Extract to read:

[Start]

Additionally, 3d based datasets are often clear examples of non-designed content, and the Shape Nets dataset, created by Princeton University and Stanford University, would be a clear example of that.In the paper ShapeNet: An Information-Rich 3D Model Repository, one of the reasons of the creation of dataset was to serve as a knowledge base for representing real-world objects and their semantics. As 3d content is becoming increasingly available and scanning methods is creating increasingly faithful 3D reconstructions of real environments Savva et al., 2015, the creators mainly scraped data from 3d model repositories. But when exploring the available taxonomies they share online,

Results of the queries: Woman from Shapenet - https://www.shapenet.org/taxonomy-viewer
Results of the queries: Mushroom from Shapenet - https://www.shapenet.org/taxonomy-viewer

it is clear that part of the dataset is filled with 3D renderings made by private furniture manufacturers, used to promote their brand; or alternatively it contains data which is not at all representing real objects. By looking at the repositories from which these data are coming from, it is clear that they are mostly filled with piles of random material.

Geography of datasets

“Information has always had geography. It is from somewhere; about somewhere; it evolves and is transformed somewhere; it is mediated by networks, infrastructures, and technologies: all of which exist in physical, material places” Graham et al., 2015.

Datasets are no exception. As previously demonstrated, the information they carry is a reflection of time, politics and geographical contexts.
Although, as already emphasised, there is a lot of attention on certain types of biases, there is still a lack of interest for the ones carried by the hidden geographies of datasets. If in Code/Space, Robert Kitchin and Martin Dodge wrote: Software matters because it alters the conditions through which society, space, and time, and thus spatiality, are produced, from what it has been stated in the current thesis we could rewrite the sentence by saying that data matters, because it alters the conditions through which society, space, and time, and thus spatiality, are produced.



Kitchin and Dodge (2011) argue that the production of space is increasingly dependent on code, and analyse how code is written to produce space. On the other hand Mark Graham (2015) is interested in how people and places are ever more defined by their virtual attributes and digital shadows. While Kitchin and Dodge focus on physical spaces, e.g. the airport check-in areas, Graham researches the ones that are invisible, e.g. the geographies shaped by network providers and website users, which he then maps and analyses.

The geographically uneven coverage of Wikipedia - https://geonet.oii.ox.ac.uk/blog/the-geographically-uneven-coverage-of-wikipedia-2/

As Graham's field of research, the Internet Geography, questions who controls, and has access to, our digitally-augmented and digitally-mediated worlds; this body of text addresses the same questions. Although this thesis only gives a hint of the geographies that datasets create, it is clear that, similar to Graham's work, these learning materials shape the digital environment in which they operate.



Software produces multiple types of spatialities and datasets have their own geographic distribution. From the locations of their creators, that influence their browser navigation, to the digital platforms where the data is fetched, reaching until the original metadata of each source. All of these things are informational, but are also part of the place itself; they are part of how we enact and bring the place into being Kitchin & Dodge, 2011.

[End]

Extracted information:
[Start]

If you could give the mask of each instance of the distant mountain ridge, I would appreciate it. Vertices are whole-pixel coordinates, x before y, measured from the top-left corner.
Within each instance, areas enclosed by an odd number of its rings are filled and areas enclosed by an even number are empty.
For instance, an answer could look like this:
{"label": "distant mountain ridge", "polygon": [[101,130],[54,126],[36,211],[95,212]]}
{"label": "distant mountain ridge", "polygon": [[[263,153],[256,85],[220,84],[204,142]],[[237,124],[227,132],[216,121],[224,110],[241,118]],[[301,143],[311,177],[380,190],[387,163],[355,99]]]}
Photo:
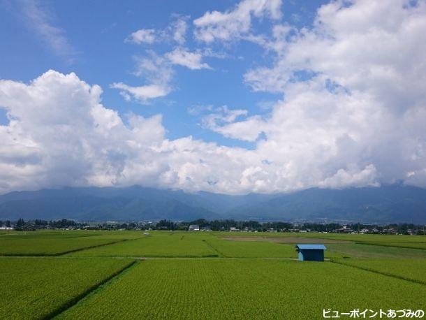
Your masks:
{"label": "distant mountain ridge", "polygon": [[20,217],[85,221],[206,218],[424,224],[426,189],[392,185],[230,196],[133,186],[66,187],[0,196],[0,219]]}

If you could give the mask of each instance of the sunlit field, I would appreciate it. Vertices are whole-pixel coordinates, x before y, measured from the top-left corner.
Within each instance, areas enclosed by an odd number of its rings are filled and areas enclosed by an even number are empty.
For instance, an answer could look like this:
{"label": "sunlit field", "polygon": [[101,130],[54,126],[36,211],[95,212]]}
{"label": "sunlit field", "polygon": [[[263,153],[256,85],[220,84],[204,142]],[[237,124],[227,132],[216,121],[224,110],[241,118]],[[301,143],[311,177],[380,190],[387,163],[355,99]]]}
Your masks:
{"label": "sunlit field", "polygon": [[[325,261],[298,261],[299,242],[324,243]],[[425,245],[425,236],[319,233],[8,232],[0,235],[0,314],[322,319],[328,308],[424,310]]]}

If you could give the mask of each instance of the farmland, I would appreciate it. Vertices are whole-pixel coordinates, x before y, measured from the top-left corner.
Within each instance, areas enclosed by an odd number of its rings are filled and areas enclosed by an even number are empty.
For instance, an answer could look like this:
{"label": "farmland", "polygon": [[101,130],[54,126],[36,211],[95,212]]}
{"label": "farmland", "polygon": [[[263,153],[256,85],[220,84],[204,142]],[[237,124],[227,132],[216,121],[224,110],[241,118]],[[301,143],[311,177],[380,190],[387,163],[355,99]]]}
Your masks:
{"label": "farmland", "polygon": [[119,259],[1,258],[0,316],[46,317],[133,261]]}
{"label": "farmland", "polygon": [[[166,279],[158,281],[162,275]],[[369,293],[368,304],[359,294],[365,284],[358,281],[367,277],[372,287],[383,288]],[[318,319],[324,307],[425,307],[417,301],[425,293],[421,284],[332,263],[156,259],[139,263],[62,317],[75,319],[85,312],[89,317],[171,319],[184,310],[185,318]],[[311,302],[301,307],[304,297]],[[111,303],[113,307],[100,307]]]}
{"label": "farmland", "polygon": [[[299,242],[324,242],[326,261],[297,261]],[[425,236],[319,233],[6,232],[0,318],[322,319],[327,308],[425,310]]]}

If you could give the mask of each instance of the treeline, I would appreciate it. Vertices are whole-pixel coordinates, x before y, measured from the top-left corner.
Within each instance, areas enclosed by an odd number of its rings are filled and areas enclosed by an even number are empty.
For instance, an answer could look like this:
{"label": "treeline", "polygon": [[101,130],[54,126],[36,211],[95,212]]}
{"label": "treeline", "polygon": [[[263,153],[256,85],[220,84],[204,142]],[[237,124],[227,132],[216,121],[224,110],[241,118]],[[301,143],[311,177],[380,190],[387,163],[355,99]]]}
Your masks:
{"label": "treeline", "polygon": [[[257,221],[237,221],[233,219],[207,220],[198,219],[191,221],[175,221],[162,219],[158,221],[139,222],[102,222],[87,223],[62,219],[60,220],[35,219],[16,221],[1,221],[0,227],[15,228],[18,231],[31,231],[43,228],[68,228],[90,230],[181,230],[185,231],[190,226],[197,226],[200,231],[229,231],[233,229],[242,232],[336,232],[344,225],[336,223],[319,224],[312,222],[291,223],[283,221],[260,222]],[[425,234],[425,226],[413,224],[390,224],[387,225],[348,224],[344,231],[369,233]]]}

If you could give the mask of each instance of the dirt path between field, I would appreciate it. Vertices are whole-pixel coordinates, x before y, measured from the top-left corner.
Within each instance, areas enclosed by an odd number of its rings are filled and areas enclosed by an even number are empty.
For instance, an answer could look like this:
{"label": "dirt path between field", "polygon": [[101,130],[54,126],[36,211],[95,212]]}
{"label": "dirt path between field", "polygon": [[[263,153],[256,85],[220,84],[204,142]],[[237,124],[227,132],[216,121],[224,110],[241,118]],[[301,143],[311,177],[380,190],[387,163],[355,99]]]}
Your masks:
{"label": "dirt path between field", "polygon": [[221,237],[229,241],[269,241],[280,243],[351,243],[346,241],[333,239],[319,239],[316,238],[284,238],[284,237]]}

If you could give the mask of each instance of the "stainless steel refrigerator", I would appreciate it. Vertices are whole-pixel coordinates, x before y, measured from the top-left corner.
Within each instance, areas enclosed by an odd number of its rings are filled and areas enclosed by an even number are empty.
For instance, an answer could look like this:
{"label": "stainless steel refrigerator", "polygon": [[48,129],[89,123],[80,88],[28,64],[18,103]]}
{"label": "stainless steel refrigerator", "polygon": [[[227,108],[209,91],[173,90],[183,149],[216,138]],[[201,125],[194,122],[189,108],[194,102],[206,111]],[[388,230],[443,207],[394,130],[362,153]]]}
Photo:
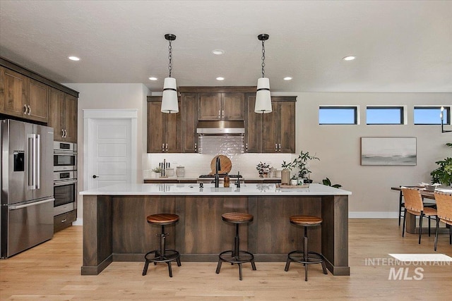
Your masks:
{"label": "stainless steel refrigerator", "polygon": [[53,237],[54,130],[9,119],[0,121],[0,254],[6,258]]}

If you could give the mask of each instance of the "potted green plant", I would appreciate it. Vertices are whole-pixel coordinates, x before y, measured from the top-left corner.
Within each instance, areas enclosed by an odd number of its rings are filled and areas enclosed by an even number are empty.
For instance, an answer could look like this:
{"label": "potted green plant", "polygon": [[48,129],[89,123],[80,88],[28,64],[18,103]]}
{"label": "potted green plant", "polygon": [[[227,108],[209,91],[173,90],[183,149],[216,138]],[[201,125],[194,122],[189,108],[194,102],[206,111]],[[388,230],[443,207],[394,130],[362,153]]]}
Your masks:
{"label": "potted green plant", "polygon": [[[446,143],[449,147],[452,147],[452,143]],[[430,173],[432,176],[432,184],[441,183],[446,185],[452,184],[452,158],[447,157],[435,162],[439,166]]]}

[End]

Set problem 1: Retype the stretch of the passage on dataset geography from "Results of the queries: Woman" through "et al., 2015.".
Set problem 2: In the passage on dataset geography, which two universities created the ShapeNet dataset?
Set problem 3: Continue the passage on dataset geography, picking up after its final sentence.

Task output 1:
Results of the queries: Woman from Shapenet - https://www.shapenet.org/taxonomy-viewer
Results of the queries: Mushroom from Shapenet - https://www.shapenet.org/taxonomy-viewer

it is clear that part of the dataset is filled with 3D renderings made by private furniture manufacturers, used to promote their brand; or alternatively it contains data which is not at all representing real objects. By looking at the repositories from which these data are coming from, it is clear that they are mostly filled with piles of random material.

Geography of datasets

“Information has always had geography. It is from somewhere; about somewhere; it evolves and is transformed somewhere; it is mediated by networks, infrastructures, and technologies: all of which exist in physical, material places” Graham et al., 2015.

Task output 2: Princeton University and Stanford University.

Task output 3:
Firstly, datasets are shaped by the software-sorting geographies (un)willingly emphasised by their creators. Stephen D. N. Graham (2005) explains that the term software-sorting captures the crucial and often ignored role of code in directly, automatically and continuously allocating social or geographical access to all sorts of critical goods, services, life chances or mobility opportunities to certain social groups or geographical areas. Since the first step in the creation of a dataset is usually scraping data from the web, these last would be inherently filtered according to personal information, varying from individual to individual, but defined by search engines such as Google, Bing, Yahoo, etc.



Secondly, as explained with the previous case studies (e.g. the COCO dataset), the platform that distribute this data are absurdly Americocentric. Despite the goals of teaching machines how the world looks like, which researchers are pursuing, these geographies of information matter because they shape what is known, and what can be known about a place. And even in our age of connectivity, large parts of the planet remain left off the map.

As explained by Mark Graham and Antonello Romano at http://www.nocodegeography.com/geosocial/number-of-flickr-photographs-country/

At this moment we could ask ourselves what would be the point of mapping those datasets, if they originate from the same platforms that are already being studied by internet geographers.



Firstly, what the current research shows, is how those materials are a collection of illegally retrieved files. Chunks of COCO’s sources on Flickr clearly point out that those specific images contain reserved rights according to Creative Commons licences. And secondly it shows that the previously analysed text embeddings and Labelled faces in the wild are clear examples of a composite of information which are fetched from different platforms and then merged together.
Finally these geographies of datasets also show how rarely researchers are the only teachers. The ever-growing use of platforms such as Amazon Mechanical Turk, allow large groups of individuals to participate in creating, tagging and describing data.



Introduced by Amazon in 2005, the marketplace is named after an 18th century “automatic” chess-playing machine, which was handily beating humans in chess games.
Of course, the robot was not using any artificial intelligence algorithms back then. The secret of the Mechanical Turk machine was a human operator, hidden inside the machine, who was the real intelligence source Ipeirotis, 2010. Today, as previously mentioned, Amazon Mechanical Turk is a marketplace for tasks that cannot be easily automated, which are then fulfilled by human users; thus allowing these employers to shape newer invisible geographies. But who are the workers that complete these tasks?



Ipeirotis’s analysis shows that the majority of the workers are operating in the United States, with an increasing proportion coming from India in the past few years. But these analysis, like Graham’s, study the overall usage of those platforms, whereas there are no traces of the turkers who helped shape any globally used dataset.



Datasets are accepted as unproblematic pictures of the real. The same applies to maps Wood & Fels, 1992. But, just like datasets, maps depict a subjective point of view Farinelli, 2009. Departing from this consideration, the field of critical cartography assumes that maps create reality as much as they represent it. Maps are active; they actively compose knowledge, they exercise power and they can be a powerful means of promoting social change Crampton & Krygier, 2015.

“Maps can be used to make counter-claims, to express competing interests, to make visible otherwise marginal experiences and hidden histories, to make practical plans for social change or to imagine utopian worlds.”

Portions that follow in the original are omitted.